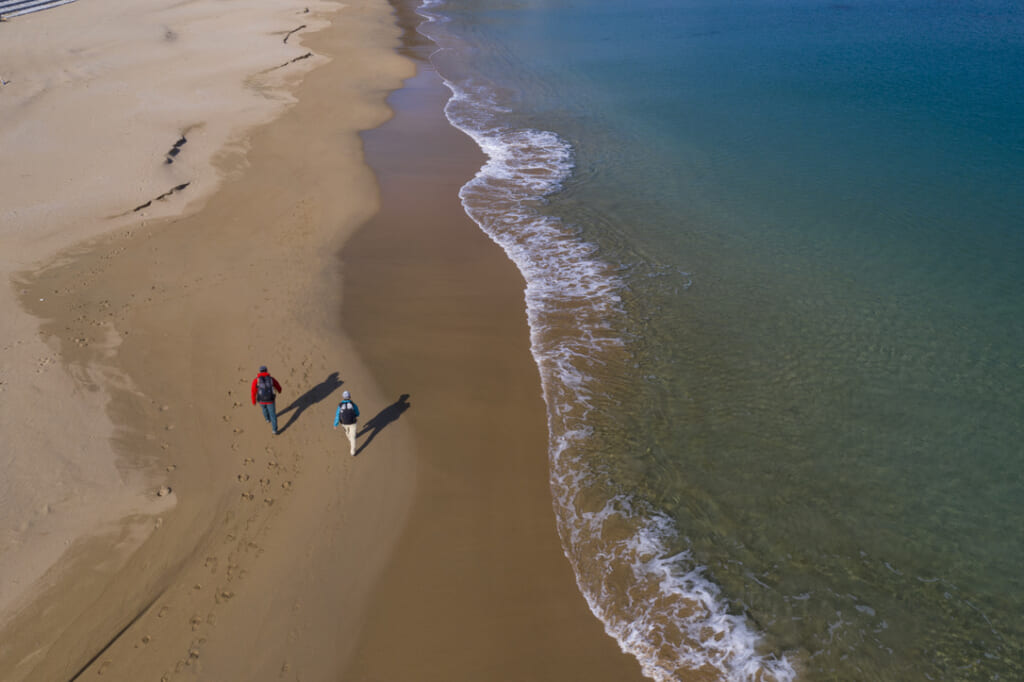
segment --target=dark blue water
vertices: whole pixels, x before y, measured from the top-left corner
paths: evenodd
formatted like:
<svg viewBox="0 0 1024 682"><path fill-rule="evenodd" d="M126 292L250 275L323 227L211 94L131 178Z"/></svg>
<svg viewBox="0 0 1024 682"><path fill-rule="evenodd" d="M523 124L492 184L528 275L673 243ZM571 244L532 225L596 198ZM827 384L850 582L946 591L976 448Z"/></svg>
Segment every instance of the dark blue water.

==

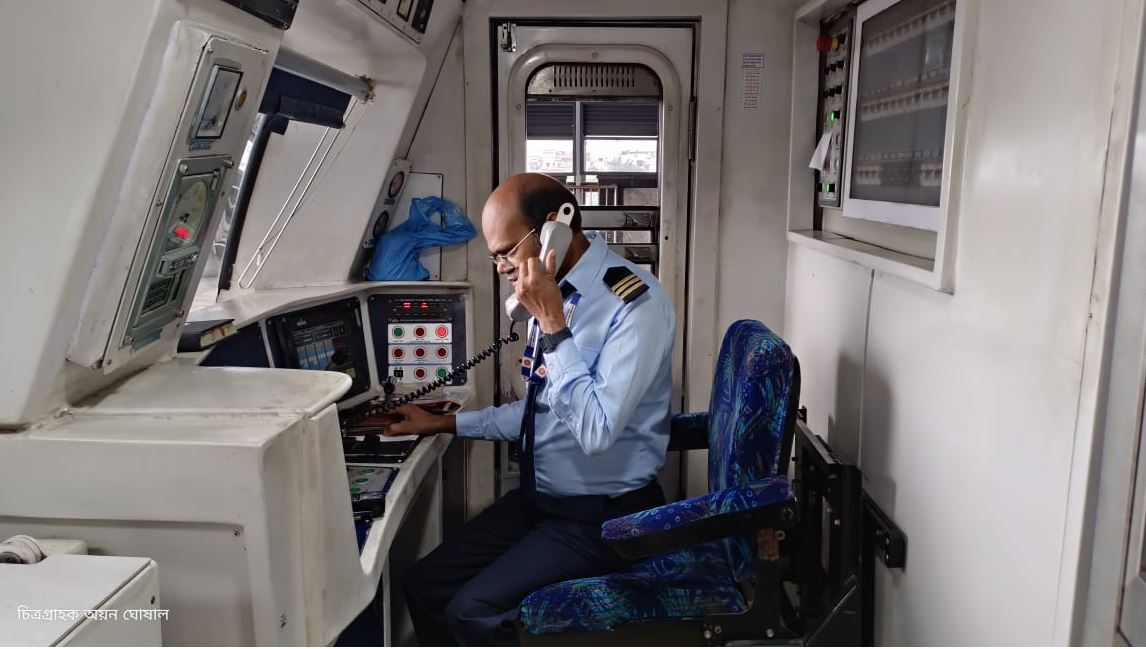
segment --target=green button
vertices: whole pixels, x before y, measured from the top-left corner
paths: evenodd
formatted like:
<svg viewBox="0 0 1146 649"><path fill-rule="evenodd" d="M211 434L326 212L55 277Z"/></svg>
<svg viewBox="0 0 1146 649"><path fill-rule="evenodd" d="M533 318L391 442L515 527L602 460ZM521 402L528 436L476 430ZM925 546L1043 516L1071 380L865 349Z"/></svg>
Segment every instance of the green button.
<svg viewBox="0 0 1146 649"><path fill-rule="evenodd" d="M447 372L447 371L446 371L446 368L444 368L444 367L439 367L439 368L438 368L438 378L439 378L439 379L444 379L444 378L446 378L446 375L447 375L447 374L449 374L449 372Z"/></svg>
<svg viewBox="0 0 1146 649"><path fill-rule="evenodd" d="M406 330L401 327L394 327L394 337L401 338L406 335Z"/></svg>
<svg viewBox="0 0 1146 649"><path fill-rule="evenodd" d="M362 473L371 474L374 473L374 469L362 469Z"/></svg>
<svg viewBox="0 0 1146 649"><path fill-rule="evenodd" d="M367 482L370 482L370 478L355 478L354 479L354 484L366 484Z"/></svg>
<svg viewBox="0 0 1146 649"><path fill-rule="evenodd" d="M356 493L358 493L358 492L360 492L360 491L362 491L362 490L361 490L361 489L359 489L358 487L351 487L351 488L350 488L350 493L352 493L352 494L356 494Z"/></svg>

> **Problem details**
Search the records for the word "dark", then list every line that has it.

> **Answer area**
segment --target=dark blue water
Segment every instance of the dark blue water.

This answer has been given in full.